About this task - From first line to last, give the material again unchanged.

Raw data -
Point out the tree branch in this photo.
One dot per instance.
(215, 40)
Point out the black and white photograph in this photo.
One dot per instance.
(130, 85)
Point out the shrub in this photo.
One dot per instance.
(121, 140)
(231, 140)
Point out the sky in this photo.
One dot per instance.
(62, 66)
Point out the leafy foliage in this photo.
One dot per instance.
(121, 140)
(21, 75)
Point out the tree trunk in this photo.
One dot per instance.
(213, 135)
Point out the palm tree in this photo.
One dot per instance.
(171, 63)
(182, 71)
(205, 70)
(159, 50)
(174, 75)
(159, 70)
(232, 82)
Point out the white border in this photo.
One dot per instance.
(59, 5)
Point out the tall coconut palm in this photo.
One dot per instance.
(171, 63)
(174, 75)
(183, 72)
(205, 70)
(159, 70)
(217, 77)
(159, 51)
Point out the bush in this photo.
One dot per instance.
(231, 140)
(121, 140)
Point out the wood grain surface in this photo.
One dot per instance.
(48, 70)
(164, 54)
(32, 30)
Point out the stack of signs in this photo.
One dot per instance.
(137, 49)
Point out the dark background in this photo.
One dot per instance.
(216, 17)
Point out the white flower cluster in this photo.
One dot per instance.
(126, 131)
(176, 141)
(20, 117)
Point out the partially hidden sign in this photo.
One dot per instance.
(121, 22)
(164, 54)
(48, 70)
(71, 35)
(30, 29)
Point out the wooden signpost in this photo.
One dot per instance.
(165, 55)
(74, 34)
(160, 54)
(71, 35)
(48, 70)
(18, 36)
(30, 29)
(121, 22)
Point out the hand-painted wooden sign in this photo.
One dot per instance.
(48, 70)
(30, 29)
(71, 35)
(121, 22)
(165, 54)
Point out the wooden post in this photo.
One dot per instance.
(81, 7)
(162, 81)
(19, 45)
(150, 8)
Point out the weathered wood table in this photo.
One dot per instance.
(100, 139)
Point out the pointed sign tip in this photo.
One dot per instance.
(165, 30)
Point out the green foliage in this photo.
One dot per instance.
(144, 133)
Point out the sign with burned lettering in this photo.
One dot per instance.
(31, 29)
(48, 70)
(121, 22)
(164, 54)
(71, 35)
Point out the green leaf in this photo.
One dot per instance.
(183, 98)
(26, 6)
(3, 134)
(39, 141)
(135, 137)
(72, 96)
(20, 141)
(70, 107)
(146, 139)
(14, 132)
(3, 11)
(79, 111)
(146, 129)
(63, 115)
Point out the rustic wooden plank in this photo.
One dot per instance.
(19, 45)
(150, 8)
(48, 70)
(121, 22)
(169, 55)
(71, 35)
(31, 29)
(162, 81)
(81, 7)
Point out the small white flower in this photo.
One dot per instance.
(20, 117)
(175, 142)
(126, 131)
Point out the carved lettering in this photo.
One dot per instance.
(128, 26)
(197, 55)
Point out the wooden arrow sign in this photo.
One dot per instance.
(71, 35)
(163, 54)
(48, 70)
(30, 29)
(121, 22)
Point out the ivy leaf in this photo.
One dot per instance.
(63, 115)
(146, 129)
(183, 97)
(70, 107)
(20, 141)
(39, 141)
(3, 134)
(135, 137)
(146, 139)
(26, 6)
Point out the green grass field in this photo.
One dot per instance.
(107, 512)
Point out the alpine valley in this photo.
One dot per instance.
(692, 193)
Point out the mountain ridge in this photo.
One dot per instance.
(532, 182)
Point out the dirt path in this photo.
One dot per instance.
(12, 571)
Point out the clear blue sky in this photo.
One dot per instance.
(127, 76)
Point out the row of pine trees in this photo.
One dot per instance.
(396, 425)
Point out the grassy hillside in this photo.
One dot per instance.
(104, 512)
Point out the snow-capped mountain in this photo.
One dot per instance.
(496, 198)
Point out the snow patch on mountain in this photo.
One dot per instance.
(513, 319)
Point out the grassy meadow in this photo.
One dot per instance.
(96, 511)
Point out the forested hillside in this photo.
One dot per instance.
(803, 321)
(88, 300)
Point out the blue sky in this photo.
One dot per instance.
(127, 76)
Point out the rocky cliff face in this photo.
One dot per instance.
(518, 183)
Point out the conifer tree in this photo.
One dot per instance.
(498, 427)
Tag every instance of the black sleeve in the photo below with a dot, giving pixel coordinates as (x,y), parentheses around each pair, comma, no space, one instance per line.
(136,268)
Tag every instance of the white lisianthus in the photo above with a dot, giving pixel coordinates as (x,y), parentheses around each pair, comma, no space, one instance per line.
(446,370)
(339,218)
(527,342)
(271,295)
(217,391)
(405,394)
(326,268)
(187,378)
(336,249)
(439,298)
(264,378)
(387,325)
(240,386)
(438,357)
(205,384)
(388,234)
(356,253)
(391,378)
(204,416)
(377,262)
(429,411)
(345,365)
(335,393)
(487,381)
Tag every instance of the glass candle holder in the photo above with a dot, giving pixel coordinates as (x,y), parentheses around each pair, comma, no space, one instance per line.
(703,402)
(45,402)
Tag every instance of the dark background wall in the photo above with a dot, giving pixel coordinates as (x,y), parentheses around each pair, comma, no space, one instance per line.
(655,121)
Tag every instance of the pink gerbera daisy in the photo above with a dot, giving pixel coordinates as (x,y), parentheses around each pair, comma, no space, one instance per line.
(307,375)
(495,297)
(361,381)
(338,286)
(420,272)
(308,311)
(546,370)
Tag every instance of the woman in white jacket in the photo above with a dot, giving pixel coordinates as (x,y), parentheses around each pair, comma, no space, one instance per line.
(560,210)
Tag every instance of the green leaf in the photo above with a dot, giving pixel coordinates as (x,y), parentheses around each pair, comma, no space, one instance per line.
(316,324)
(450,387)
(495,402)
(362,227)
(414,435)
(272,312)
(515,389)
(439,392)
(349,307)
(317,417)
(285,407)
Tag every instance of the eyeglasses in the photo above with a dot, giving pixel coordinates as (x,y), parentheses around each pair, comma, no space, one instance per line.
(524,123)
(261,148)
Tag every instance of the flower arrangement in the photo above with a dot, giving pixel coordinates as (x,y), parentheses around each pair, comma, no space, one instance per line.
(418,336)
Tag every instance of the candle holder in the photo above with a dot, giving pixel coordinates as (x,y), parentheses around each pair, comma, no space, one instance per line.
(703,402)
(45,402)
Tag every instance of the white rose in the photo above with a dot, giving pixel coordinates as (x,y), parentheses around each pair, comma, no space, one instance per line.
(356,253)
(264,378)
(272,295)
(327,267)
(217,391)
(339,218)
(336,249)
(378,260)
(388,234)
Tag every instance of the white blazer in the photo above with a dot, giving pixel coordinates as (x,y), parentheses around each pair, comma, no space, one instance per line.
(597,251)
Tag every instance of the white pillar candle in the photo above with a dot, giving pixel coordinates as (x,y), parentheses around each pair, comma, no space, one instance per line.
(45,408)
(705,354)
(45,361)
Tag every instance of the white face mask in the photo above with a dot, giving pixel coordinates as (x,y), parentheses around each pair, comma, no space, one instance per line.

Result below -
Point out the tree branch in this photo.
One dot per instance.
(215, 40)
Point out the black and white photograph in this photo.
One dot per instance.
(130, 85)
Point out the shrub in this photo.
One dot per instance.
(121, 140)
(231, 140)
Point out the sky in this photo.
One dot per instance.
(62, 66)
Point out the leafy foliage in this photo.
One dot per instance.
(121, 140)
(21, 75)
Point out the tree trunk in this photo.
One dot per instance.
(213, 135)
Point out the palm tree in this photo.
One dot per instance.
(171, 63)
(182, 71)
(205, 70)
(159, 50)
(174, 75)
(159, 70)
(232, 82)
Point out the white border in this photo.
One dot per instance.
(59, 5)
Point out the tall coconut palm in this photo.
One dot per instance.
(171, 63)
(174, 75)
(183, 72)
(205, 70)
(159, 70)
(217, 77)
(159, 51)
Point out the bush in this photo.
One dot per instance.
(231, 140)
(121, 140)
Point out the wood grain surface in this photo.
One dot per instance.
(48, 70)
(164, 54)
(32, 30)
Point out the stack of signs in this photo.
One dot per instance.
(137, 49)
Point out the dark background in this photo.
One dot per instance.
(216, 17)
Point out the white flower cluster in this photo.
One dot per instance.
(126, 131)
(176, 141)
(20, 117)
Point out the partially hidden sign in this photo.
One dot per instance.
(121, 22)
(164, 54)
(48, 70)
(71, 35)
(30, 29)
Point out the wooden signpost in this photo.
One dot per instance.
(165, 55)
(74, 34)
(160, 54)
(71, 35)
(48, 70)
(18, 36)
(30, 29)
(121, 22)
Point out the hand-painted wooden sign in this photo.
One dot per instance.
(48, 70)
(30, 29)
(71, 35)
(121, 22)
(165, 54)
Point out the wooden post in this photo.
One dot per instance.
(81, 7)
(162, 81)
(19, 45)
(150, 8)
Point out the weathered wood table in this photo.
One dot per instance.
(100, 139)
Point out the pointed sign tip in this photo.
One dot per instance.
(165, 30)
Point out the green foliage in this photo.
One dot per instance.
(144, 133)
Point out the sign with burned lettering in this photo.
One dot per instance.
(31, 29)
(48, 70)
(121, 22)
(164, 54)
(71, 35)
Point out the green leaf in this photo.
One dot per instance.
(183, 98)
(26, 6)
(3, 134)
(39, 141)
(135, 137)
(72, 96)
(20, 141)
(70, 107)
(146, 139)
(14, 132)
(3, 11)
(79, 111)
(146, 129)
(63, 115)
Point out the rustic wooden plank in this photo.
One dot per instance.
(19, 45)
(150, 8)
(48, 70)
(121, 22)
(169, 55)
(71, 35)
(31, 29)
(162, 81)
(81, 7)
Point out the small white flower in this photo.
One dot per instance.
(20, 117)
(175, 142)
(126, 131)
Point out the carved lettering in this photo.
One dot per instance.
(128, 26)
(197, 55)
Point out the wooden arrow sign in this photo.
One dot per instance.
(71, 35)
(163, 54)
(48, 70)
(30, 29)
(121, 22)
Point out the ivy leaf in this photo.
One dot per instance.
(63, 115)
(146, 129)
(183, 97)
(70, 107)
(20, 141)
(39, 141)
(3, 134)
(135, 137)
(146, 139)
(26, 6)
Point out the green grass field in this photo.
One dot per instance.
(107, 512)
Point out the alpine valley in this photo.
One dot per instance.
(692, 193)
Point out the mountain ridge in this photo.
One dot per instance.
(532, 182)
Point out the dirt path in this photo.
One dot per instance.
(12, 571)
Point out the clear blue sky in this photo.
One dot per instance.
(127, 76)
Point out the row of pine trees in this photo.
One dot per instance.
(396, 425)
Point out the grassy hillside in this photo.
One dot per instance.
(104, 512)
Point out the snow-capped mountain in this photo.
One dot per instance.
(496, 198)
Point out the snow patch on mountain in this photo.
One dot per instance.
(513, 319)
Point out the grassy meadow in this photo.
One dot per instance.
(96, 511)
Point out the forested hillside in this photo.
One dot per instance.
(803, 321)
(88, 300)
Point out the blue sky in this photo.
One dot per instance.
(127, 76)
Point out the rocky cliff face in this photo.
One dot per instance.
(518, 183)
Point out the conifer tree in this photo.
One dot per instance.
(498, 427)
Tag every instance of the black sleeve in the photo below with a dot, giving pixel coordinates as (x,y), parentheses around each pair, comma, no space, one instance per line.
(136,268)
Tag every instance of the white lisianthus in the photo above with a dot, giving pixel coordinates as (x,y), parentheses around each pair, comma, no space, one instance per line.
(446,370)
(339,218)
(527,342)
(271,295)
(217,391)
(405,394)
(326,268)
(187,378)
(336,249)
(439,298)
(264,378)
(387,325)
(240,386)
(438,357)
(205,384)
(388,234)
(356,253)
(391,378)
(204,416)
(377,262)
(429,411)
(345,365)
(335,393)
(487,381)
Tag every instance of the glass candle holder in the photo above with a dot, giving pixel coordinates as (x,y), parentheses around each pair, comma, no space, one instance per line.
(703,402)
(45,402)
Tag every instance of the dark background wall in the photo above with a dot, giving pixel coordinates as (x,y), parentheses around each pair, comma, no space, one instance per line.
(655,121)
Tag every instance of the pink gerbera daisy in the photo above with a dot, giving pixel coordinates as (x,y), parentheses around each pair, comma, no space, one instance per line.
(307,375)
(495,297)
(361,381)
(338,286)
(420,272)
(308,311)
(546,370)
Tag every instance of the woman in white jacket in the photo above with a dot, giving pixel coordinates as (x,y), parentheses around each pair, comma, no space, one instance per line.
(560,210)
Tag every instance of the green leaf in the photo above with a dot, giving pixel coordinates as (x,y), parentheses around each pair, comma, no space, one instance per line.
(316,324)
(450,387)
(495,402)
(362,227)
(414,435)
(272,312)
(515,389)
(439,392)
(349,307)
(317,417)
(285,407)
Tag every instance of the eyeglasses in the photo above with a dot, giving pixel coordinates as (x,y), parentheses around each pair, comma, no space, one instance per line.
(524,123)
(261,148)
Tag every instance of the flower arrangement in the photo above with a dot, giving pixel coordinates as (x,y), parentheses around each pair, comma, no space, one instance per line.
(418,336)
Tag every instance of the candle holder in the photo above with a dot, giving pixel coordinates as (x,y), parentheses around each pair, comma, no space, one instance per line.
(703,402)
(45,402)
Tag every instance of the white rose in the photo above with a dot, giving pixel coordinates as (x,y), parentheses around each pair, comma, no space, one instance per line.
(356,253)
(264,378)
(272,295)
(327,267)
(217,391)
(339,218)
(336,249)
(378,260)
(388,234)
Tag every instance of the white blazer in the photo above with a dot, giving pixel coordinates as (x,y), parentheses around each pair, comma, no space, one instance per line.
(597,251)
Tag every instance of the white pillar candle in the photo above with a dot, giving pixel coordinates as (x,y), parentheses around each pair, comma, no space, one instance per line.
(45,408)
(705,354)
(45,361)
Tag every instance of the white face mask in the photo above with a dot, giving pixel coordinates as (x,y), parentheses around each pair, comma, no space, one instance per line.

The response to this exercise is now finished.